* **DESCRIPTION OF THE TASK**: Start with the line containing "Task: indicate one point on every instance of the rustic" and write out each line through the end of the listing, exactly as given.

^^^^^^^^^^^^^^^^

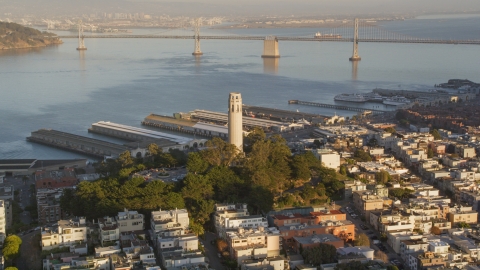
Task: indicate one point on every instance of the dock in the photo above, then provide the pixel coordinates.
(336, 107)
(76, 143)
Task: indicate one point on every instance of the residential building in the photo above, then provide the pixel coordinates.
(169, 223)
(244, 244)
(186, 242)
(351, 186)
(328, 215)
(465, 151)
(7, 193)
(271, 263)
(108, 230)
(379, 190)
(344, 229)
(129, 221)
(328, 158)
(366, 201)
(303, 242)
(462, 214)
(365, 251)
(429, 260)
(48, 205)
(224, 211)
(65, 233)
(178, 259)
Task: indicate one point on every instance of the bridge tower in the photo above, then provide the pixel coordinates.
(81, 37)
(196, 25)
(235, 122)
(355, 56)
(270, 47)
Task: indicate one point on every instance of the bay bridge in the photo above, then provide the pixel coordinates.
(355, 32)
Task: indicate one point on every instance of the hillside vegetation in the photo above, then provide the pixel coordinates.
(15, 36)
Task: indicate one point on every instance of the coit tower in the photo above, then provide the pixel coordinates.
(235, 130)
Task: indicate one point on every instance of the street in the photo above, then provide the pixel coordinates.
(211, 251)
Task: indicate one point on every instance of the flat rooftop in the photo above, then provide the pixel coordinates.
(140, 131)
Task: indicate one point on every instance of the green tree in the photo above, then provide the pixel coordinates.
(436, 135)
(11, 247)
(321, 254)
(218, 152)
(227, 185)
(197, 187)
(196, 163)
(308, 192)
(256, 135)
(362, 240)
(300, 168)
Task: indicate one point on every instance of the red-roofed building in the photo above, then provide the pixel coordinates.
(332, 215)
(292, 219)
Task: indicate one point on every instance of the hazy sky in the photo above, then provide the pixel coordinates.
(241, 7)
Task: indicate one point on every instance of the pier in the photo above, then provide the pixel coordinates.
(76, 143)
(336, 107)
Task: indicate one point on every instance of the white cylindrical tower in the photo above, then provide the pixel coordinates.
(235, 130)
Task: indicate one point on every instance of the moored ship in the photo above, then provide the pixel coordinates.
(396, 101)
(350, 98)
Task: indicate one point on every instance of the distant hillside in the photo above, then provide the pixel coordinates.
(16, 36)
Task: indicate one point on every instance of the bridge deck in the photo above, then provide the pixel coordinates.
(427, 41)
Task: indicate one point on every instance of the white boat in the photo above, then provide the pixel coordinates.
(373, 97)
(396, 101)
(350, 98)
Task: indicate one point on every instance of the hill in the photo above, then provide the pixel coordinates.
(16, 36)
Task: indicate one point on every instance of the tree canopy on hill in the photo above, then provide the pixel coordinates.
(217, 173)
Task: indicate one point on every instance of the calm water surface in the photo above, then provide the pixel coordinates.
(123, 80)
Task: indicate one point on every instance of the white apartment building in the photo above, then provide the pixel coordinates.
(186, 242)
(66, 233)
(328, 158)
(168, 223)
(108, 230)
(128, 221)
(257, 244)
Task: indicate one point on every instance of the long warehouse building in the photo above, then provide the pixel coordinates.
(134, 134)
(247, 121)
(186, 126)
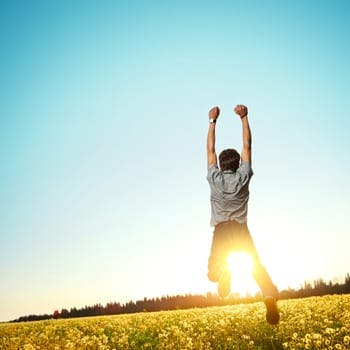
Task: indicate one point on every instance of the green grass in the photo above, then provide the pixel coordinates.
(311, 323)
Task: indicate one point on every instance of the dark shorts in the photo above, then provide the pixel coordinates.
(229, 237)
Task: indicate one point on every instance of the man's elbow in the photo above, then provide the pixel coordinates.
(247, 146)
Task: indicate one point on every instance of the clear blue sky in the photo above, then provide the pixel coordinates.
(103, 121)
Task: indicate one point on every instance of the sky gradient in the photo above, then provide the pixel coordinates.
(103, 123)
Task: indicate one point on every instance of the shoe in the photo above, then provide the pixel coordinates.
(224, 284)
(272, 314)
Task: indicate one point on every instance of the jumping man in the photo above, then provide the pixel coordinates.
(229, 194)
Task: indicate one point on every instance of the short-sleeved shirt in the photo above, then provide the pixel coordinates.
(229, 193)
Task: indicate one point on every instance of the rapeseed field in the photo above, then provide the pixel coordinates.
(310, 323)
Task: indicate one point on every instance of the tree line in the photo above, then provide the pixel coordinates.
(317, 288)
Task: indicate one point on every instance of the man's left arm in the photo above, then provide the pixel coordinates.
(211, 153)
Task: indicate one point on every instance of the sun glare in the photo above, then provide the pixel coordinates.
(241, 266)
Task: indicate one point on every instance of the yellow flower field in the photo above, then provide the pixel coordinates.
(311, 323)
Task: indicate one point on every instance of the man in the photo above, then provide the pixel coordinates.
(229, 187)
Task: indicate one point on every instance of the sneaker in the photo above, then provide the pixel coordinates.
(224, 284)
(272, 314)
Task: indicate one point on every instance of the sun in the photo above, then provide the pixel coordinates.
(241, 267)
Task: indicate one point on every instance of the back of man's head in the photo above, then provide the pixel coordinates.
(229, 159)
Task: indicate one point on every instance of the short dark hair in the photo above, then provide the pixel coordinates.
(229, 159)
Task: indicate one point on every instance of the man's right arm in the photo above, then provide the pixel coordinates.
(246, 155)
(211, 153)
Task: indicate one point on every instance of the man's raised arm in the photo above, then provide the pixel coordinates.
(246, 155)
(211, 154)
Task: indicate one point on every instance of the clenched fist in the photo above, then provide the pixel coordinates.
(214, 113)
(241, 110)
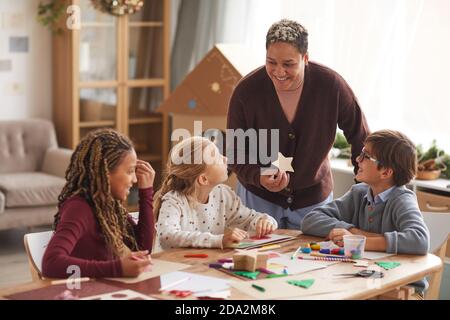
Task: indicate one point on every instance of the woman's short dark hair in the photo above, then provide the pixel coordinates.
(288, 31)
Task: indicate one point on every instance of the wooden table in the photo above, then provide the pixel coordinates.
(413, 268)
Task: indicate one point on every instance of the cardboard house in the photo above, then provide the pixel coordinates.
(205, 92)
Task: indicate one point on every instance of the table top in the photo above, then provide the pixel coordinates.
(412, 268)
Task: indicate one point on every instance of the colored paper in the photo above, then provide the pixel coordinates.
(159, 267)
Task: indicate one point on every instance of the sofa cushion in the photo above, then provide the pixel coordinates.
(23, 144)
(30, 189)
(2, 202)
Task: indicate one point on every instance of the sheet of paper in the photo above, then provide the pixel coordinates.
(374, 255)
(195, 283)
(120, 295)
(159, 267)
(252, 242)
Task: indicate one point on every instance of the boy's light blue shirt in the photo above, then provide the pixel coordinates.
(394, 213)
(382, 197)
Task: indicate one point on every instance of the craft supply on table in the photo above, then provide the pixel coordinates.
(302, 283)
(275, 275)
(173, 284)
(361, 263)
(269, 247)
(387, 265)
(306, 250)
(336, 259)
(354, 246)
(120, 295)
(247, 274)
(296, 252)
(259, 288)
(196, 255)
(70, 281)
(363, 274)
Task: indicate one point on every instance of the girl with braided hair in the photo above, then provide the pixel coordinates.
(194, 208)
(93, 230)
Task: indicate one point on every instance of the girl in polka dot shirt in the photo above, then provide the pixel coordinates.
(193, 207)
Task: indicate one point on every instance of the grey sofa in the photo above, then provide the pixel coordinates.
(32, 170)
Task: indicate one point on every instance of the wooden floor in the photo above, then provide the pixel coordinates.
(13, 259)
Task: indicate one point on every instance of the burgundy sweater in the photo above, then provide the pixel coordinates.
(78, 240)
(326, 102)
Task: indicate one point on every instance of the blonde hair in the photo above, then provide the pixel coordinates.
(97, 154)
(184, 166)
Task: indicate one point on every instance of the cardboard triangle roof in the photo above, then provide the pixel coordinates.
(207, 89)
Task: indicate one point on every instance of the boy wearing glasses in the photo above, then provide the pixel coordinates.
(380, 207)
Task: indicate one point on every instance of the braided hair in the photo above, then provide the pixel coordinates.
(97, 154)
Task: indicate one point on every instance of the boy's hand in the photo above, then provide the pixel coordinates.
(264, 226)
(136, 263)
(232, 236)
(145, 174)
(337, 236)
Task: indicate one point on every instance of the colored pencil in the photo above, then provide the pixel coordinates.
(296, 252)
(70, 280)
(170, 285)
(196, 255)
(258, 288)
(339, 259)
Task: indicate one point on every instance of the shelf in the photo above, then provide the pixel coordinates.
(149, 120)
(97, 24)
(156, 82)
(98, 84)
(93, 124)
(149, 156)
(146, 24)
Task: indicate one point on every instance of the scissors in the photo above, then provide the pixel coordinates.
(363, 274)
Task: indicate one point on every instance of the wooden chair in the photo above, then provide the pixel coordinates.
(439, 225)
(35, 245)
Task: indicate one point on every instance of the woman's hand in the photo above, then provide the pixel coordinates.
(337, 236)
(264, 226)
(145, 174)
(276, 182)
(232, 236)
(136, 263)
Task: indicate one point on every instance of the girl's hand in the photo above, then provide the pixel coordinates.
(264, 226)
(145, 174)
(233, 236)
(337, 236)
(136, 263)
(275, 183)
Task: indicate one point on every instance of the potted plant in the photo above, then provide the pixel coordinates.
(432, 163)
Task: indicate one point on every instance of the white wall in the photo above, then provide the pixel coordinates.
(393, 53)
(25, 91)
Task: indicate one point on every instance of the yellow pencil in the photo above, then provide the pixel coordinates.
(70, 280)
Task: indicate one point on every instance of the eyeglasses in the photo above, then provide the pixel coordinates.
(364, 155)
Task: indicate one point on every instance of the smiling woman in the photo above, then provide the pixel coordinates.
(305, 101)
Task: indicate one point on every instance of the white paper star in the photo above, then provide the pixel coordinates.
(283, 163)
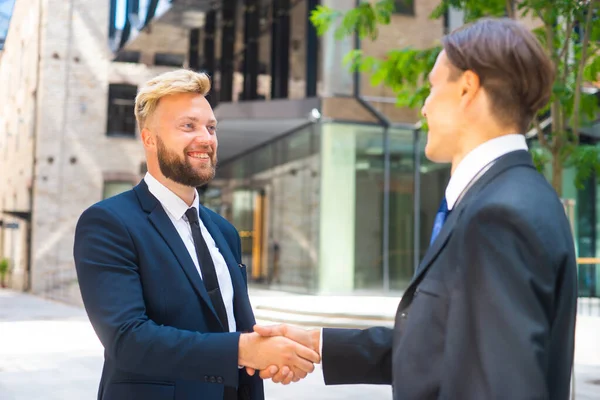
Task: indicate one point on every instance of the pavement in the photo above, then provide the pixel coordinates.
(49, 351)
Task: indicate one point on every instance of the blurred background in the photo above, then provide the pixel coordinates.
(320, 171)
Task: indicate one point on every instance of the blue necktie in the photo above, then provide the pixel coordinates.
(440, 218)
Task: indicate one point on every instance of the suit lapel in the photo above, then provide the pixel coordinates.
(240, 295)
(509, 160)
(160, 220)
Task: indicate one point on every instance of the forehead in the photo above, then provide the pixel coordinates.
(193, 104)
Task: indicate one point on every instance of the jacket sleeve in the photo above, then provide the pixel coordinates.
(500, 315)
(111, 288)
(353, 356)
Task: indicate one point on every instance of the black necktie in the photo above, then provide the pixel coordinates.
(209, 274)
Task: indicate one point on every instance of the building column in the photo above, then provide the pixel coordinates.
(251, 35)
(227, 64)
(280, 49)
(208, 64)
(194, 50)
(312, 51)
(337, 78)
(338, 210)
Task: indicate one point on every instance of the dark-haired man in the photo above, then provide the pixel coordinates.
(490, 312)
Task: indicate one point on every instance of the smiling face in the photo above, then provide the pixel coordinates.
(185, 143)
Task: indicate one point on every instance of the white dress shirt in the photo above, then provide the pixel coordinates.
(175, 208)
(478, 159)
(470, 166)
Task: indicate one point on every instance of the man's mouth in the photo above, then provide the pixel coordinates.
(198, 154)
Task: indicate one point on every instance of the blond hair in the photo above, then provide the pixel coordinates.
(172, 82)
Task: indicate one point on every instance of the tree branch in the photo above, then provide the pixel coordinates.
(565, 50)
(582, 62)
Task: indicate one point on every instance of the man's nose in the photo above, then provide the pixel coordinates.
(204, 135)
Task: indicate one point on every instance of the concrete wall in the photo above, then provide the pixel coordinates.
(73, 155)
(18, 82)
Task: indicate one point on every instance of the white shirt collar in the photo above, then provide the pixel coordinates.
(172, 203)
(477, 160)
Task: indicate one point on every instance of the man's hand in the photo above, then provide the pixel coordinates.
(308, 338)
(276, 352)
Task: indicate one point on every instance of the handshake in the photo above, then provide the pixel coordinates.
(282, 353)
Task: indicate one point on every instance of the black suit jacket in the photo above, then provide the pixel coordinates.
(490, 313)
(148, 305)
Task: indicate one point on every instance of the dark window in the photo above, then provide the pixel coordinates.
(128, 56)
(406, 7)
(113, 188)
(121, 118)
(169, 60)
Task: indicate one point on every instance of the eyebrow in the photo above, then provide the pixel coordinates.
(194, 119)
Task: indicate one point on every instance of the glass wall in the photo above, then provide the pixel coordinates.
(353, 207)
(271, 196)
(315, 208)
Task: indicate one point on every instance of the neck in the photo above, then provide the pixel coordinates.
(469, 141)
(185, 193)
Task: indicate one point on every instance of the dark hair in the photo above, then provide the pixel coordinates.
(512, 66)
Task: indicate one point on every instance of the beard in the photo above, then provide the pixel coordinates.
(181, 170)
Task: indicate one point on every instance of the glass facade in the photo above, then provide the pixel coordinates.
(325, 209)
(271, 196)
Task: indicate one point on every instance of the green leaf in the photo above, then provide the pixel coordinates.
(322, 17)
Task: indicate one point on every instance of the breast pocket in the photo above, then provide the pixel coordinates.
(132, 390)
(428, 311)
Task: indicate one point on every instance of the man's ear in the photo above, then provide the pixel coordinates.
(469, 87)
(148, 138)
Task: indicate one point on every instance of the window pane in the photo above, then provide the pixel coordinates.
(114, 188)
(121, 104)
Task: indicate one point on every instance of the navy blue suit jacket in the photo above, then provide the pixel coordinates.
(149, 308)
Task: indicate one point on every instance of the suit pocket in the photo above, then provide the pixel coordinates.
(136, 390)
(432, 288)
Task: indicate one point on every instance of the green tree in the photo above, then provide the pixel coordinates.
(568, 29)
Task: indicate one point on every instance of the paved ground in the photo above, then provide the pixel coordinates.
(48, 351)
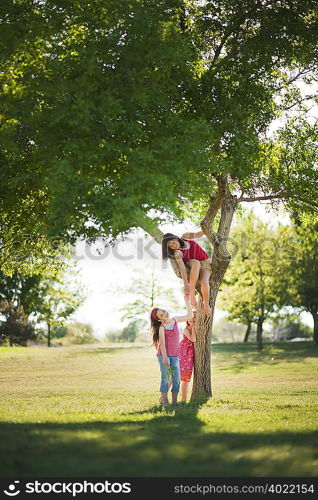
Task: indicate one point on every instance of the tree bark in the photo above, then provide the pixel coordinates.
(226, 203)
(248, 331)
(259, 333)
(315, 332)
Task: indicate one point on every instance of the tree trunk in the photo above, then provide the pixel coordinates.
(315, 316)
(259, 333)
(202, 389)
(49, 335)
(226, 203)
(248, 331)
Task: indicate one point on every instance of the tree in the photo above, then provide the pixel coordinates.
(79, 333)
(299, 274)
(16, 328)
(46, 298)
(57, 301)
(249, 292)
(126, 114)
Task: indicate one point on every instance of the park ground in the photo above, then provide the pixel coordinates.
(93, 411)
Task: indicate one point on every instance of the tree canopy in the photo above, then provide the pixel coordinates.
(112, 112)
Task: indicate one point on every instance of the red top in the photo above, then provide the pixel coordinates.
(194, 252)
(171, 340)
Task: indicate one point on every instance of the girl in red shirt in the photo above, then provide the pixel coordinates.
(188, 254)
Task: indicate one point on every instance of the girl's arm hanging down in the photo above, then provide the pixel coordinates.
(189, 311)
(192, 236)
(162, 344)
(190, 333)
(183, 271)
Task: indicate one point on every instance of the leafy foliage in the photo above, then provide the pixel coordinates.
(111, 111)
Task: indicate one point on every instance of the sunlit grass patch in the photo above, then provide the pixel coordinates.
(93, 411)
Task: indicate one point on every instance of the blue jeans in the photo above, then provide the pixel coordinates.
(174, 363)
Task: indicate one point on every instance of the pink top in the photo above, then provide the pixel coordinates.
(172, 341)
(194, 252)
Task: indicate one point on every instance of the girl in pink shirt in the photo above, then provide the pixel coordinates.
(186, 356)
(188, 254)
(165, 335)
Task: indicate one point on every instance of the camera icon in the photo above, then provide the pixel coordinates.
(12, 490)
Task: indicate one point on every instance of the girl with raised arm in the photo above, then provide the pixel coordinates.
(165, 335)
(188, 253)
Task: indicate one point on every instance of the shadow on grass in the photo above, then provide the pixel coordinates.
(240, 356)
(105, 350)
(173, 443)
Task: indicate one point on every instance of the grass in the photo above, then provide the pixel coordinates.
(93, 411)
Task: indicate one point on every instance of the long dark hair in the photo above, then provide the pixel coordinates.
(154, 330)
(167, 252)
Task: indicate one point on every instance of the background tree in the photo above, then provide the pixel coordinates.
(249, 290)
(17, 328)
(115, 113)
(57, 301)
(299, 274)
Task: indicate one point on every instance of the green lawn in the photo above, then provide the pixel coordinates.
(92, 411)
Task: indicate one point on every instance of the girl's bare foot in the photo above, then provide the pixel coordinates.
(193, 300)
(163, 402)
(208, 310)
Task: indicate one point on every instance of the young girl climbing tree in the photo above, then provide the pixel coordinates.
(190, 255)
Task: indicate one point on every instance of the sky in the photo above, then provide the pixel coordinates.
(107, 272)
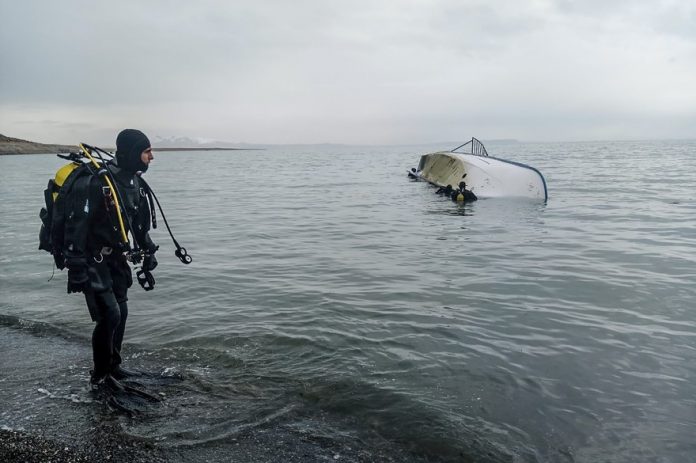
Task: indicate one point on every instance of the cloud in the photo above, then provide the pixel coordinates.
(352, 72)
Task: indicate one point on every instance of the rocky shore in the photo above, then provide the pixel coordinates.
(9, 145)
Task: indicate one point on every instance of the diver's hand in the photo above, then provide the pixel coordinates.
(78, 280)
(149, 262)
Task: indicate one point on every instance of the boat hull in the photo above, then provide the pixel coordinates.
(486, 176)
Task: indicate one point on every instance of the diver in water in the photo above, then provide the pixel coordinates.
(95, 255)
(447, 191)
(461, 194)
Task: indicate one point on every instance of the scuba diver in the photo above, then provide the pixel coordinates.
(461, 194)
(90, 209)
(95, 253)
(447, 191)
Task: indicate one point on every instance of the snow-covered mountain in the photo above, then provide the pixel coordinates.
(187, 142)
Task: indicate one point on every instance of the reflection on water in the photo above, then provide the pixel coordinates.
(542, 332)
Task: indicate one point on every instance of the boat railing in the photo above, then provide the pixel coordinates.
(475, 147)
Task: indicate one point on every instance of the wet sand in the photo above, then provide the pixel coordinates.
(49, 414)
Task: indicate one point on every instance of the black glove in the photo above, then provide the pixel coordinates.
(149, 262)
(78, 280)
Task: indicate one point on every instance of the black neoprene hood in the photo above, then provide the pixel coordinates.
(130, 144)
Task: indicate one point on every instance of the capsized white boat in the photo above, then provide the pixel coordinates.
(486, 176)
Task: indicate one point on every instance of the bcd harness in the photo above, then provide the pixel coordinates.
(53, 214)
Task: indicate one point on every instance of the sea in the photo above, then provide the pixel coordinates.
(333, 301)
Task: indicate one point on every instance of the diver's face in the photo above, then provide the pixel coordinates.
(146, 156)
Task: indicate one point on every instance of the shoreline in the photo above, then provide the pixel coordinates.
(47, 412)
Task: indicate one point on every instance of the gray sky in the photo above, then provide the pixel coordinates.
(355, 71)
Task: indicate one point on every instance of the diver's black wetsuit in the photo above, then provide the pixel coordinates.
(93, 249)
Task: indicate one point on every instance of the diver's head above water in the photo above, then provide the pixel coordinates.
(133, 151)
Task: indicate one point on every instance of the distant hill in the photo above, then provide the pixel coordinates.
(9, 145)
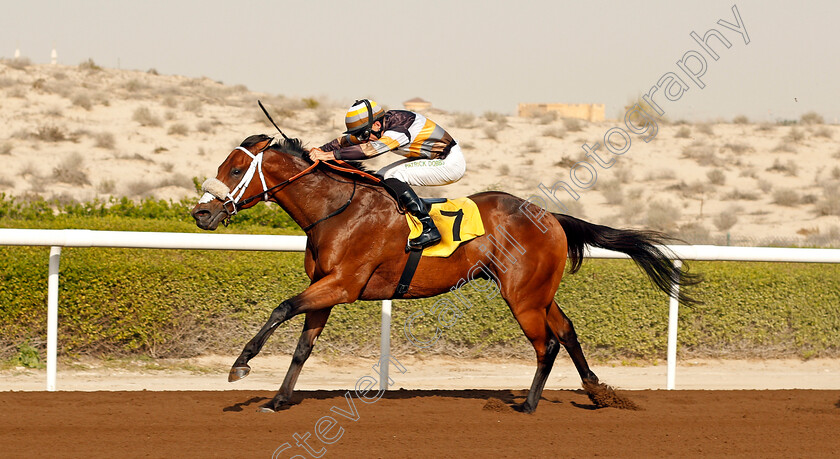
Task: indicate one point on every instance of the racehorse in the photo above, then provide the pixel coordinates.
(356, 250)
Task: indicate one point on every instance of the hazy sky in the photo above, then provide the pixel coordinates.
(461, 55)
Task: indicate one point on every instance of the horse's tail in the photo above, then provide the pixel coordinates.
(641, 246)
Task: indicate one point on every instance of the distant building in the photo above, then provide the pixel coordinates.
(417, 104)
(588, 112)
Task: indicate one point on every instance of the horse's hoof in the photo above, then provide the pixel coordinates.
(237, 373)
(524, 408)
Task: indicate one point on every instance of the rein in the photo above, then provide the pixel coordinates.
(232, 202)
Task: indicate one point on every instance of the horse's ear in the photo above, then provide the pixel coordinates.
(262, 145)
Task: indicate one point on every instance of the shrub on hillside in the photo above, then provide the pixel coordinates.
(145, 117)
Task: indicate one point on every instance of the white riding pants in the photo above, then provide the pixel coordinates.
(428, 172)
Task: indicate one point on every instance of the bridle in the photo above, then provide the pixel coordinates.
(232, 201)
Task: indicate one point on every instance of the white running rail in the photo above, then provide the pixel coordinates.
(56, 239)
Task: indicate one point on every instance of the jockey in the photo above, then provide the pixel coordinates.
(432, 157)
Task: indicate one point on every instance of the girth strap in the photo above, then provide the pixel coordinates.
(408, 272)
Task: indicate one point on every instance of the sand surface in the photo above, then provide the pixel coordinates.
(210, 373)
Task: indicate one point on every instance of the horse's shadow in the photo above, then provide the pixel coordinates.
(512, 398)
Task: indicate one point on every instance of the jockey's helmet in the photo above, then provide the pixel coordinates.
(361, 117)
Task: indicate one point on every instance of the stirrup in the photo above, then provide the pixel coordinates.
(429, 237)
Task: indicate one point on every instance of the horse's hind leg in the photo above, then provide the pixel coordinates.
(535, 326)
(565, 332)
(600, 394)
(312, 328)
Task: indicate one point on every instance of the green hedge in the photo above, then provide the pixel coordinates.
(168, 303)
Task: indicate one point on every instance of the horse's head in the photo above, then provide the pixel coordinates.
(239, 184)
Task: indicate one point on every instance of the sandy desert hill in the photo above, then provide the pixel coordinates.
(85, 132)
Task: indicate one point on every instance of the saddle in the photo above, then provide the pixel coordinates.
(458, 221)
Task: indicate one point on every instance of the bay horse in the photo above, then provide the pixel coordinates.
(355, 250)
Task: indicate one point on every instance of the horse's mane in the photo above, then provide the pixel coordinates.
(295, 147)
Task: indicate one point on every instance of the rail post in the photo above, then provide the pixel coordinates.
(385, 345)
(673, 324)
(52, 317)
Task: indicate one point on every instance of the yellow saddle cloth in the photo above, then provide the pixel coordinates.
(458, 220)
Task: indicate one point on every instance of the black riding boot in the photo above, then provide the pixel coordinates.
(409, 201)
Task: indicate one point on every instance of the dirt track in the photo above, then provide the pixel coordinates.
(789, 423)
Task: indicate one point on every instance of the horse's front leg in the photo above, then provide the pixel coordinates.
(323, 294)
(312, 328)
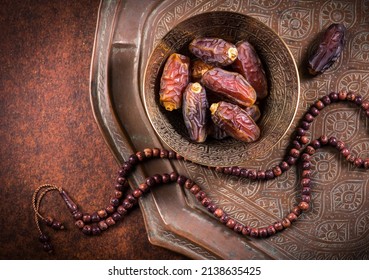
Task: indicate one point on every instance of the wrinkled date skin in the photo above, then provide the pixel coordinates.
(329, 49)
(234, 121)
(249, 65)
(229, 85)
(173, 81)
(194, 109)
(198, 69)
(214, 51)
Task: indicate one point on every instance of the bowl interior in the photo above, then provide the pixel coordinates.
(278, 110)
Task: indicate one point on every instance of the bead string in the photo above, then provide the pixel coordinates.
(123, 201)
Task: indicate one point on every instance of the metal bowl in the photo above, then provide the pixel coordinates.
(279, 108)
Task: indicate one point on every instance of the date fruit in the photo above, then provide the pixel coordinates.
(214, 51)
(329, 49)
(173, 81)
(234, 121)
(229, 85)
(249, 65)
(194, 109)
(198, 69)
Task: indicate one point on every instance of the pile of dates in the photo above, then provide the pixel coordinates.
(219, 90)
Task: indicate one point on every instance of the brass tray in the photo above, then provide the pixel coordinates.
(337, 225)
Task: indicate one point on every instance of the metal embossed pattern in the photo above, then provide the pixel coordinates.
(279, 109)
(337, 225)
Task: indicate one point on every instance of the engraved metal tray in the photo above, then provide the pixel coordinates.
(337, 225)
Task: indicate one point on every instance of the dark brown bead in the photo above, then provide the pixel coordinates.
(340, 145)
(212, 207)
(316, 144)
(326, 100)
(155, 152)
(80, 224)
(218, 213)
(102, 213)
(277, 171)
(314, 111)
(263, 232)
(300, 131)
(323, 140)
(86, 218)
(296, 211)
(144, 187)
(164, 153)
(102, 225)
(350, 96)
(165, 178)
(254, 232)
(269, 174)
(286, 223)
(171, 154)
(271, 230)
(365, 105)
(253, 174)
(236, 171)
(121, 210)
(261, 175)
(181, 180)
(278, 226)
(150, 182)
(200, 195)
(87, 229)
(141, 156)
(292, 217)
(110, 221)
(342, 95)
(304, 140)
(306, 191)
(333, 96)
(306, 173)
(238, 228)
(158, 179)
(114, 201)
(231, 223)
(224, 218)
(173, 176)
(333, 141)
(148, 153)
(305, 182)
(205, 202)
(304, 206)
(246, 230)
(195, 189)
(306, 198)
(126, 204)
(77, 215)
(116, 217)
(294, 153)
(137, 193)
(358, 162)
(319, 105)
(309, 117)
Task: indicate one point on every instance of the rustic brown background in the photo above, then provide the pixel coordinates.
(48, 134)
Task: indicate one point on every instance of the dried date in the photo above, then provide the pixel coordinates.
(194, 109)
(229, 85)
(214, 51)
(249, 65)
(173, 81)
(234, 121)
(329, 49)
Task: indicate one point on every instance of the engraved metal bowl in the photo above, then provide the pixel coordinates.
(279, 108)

^^^^^^^^^^^^^^^^

* **SOLUTION TO THE EXERCISE**:
Task: indicate one point on every instance of the rustic brown background in the photo above, then provide the pixel coordinates.
(48, 134)
Task: indicate one point on every instance of the dried date in the photo above, then provide the pixel coordinates.
(194, 109)
(229, 85)
(214, 51)
(249, 65)
(173, 81)
(234, 121)
(329, 49)
Task: indicate one point on every instance of the engraved metal bowl in the photo above, then provide the pixel coordinates.
(279, 108)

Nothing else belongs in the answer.